--- begin Materials provided ---

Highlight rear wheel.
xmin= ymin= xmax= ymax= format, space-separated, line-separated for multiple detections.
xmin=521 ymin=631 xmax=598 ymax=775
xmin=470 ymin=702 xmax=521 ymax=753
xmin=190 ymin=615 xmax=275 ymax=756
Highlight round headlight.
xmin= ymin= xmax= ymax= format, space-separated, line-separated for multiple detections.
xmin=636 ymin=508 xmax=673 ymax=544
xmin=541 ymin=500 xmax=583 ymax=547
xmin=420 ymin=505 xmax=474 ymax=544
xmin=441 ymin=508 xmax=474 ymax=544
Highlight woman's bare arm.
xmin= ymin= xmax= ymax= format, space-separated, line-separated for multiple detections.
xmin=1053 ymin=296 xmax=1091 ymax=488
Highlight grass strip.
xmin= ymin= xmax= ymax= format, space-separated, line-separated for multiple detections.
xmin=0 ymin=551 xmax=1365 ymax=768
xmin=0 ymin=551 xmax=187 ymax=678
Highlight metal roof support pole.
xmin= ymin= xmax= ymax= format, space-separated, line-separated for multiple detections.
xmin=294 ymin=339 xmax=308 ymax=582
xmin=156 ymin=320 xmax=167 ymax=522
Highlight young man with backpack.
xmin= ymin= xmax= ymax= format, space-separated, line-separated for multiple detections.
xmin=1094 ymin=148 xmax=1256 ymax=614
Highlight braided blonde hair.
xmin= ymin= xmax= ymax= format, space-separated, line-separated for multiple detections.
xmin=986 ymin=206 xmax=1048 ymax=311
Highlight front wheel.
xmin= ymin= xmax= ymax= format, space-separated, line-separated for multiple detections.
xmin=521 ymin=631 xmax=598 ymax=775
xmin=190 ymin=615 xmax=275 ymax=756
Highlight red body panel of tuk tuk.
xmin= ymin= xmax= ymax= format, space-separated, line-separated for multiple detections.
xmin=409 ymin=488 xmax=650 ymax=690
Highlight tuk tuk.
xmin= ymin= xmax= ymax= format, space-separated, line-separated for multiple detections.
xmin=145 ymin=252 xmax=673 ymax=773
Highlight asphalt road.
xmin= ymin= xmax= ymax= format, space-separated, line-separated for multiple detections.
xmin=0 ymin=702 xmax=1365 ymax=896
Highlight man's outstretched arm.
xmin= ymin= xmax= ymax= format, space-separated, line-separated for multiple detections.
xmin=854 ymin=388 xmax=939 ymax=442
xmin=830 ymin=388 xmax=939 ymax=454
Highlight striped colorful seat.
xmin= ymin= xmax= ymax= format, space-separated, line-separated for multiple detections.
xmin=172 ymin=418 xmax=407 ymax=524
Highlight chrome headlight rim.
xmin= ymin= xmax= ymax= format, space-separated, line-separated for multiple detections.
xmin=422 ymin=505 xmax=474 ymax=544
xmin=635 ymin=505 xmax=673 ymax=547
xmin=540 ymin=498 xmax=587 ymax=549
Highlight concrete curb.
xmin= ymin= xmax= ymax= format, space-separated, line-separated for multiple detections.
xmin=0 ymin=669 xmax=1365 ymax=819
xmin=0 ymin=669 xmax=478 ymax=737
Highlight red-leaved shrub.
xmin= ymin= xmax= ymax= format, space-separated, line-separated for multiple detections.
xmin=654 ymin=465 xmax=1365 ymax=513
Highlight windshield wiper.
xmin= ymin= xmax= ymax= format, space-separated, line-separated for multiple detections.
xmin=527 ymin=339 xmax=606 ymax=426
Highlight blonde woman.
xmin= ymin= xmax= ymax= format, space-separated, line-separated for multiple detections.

--- end Materials provided ---

Requirements:
Could you copy out all of the material above, line for line and without changing anything?

Expected answer:
Highlight rear wheel.
xmin= ymin= xmax= ymax= format, space-separated, line-separated for multiple detections.
xmin=521 ymin=631 xmax=598 ymax=775
xmin=470 ymin=702 xmax=521 ymax=753
xmin=190 ymin=615 xmax=275 ymax=756
Highlight round headlight.
xmin= ymin= xmax= ymax= format, space-separated, line-separated for multiple detections.
xmin=636 ymin=508 xmax=673 ymax=544
xmin=541 ymin=500 xmax=583 ymax=547
xmin=420 ymin=505 xmax=474 ymax=544
xmin=441 ymin=508 xmax=474 ymax=544
Highlight woman's bare arm.
xmin= ymin= xmax= ymax= format, space-separated, line-separated for multiple detections.
xmin=1053 ymin=296 xmax=1091 ymax=488
Highlight grass strip.
xmin= ymin= xmax= ymax= format, space-separated, line-separated for multiple detections.
xmin=0 ymin=551 xmax=1365 ymax=768
xmin=0 ymin=551 xmax=187 ymax=678
Highlight metal roof support pole.
xmin= ymin= xmax= ymax= format, space-separated, line-separated for multiple detections.
xmin=294 ymin=339 xmax=308 ymax=582
xmin=156 ymin=320 xmax=167 ymax=522
Highlight young man with backpack.
xmin= ymin= xmax= ymax= format, space-separated, line-separated for multiple detections.
xmin=1094 ymin=148 xmax=1256 ymax=614
Highlight braided blonde hair.
xmin= ymin= xmax= ymax= format, space-separated, line-separated for multiple detections.
xmin=986 ymin=206 xmax=1048 ymax=311
Highlight front wheel.
xmin= ymin= xmax= ymax= format, space-separated, line-separated for multiple detections.
xmin=521 ymin=631 xmax=598 ymax=775
xmin=190 ymin=615 xmax=275 ymax=756
Highlight red body panel of tuk tuk.
xmin= ymin= xmax= ymax= format, space-separated, line-separated for multiple detections.
xmin=409 ymin=488 xmax=650 ymax=690
Highlight tuk tuk.
xmin= ymin= xmax= ymax= format, space-separated, line-separated for multiple detections.
xmin=145 ymin=252 xmax=673 ymax=773
Highlight asphalt road.
xmin= ymin= xmax= ymax= format, space-separated, line-separated for multiple detections.
xmin=0 ymin=702 xmax=1365 ymax=896
Highlight man's outstretched arm.
xmin= ymin= xmax= ymax= format, space-separated, line-separated for multiple detections.
xmin=854 ymin=388 xmax=939 ymax=442
xmin=830 ymin=388 xmax=939 ymax=454
Highlight striped colorful seat.
xmin= ymin= xmax= ymax= format, space-separated, line-separated for multiple detections.
xmin=172 ymin=418 xmax=407 ymax=524
Highlight chrome headlight rim.
xmin= ymin= xmax= ymax= format, space-separated, line-separated for multiple detections.
xmin=422 ymin=505 xmax=474 ymax=544
xmin=635 ymin=505 xmax=673 ymax=547
xmin=540 ymin=498 xmax=587 ymax=549
Highlight concrete curb.
xmin= ymin= xmax= ymax= format, space-separated, line-separated for multiple detections.
xmin=0 ymin=669 xmax=1365 ymax=819
xmin=0 ymin=669 xmax=478 ymax=737
Highlight red-leaved shrub.
xmin= ymin= xmax= ymax= format, space-separated, line-separated for multiple detections.
xmin=654 ymin=465 xmax=1365 ymax=513
Highlight windshield wiper.
xmin= ymin= xmax= ymax= format, space-separated, line-separated for multiple detections.
xmin=527 ymin=339 xmax=606 ymax=426
Highlight blonde woman.
xmin= ymin= xmax= ymax= format, space-separated, line-separated for multiple detections.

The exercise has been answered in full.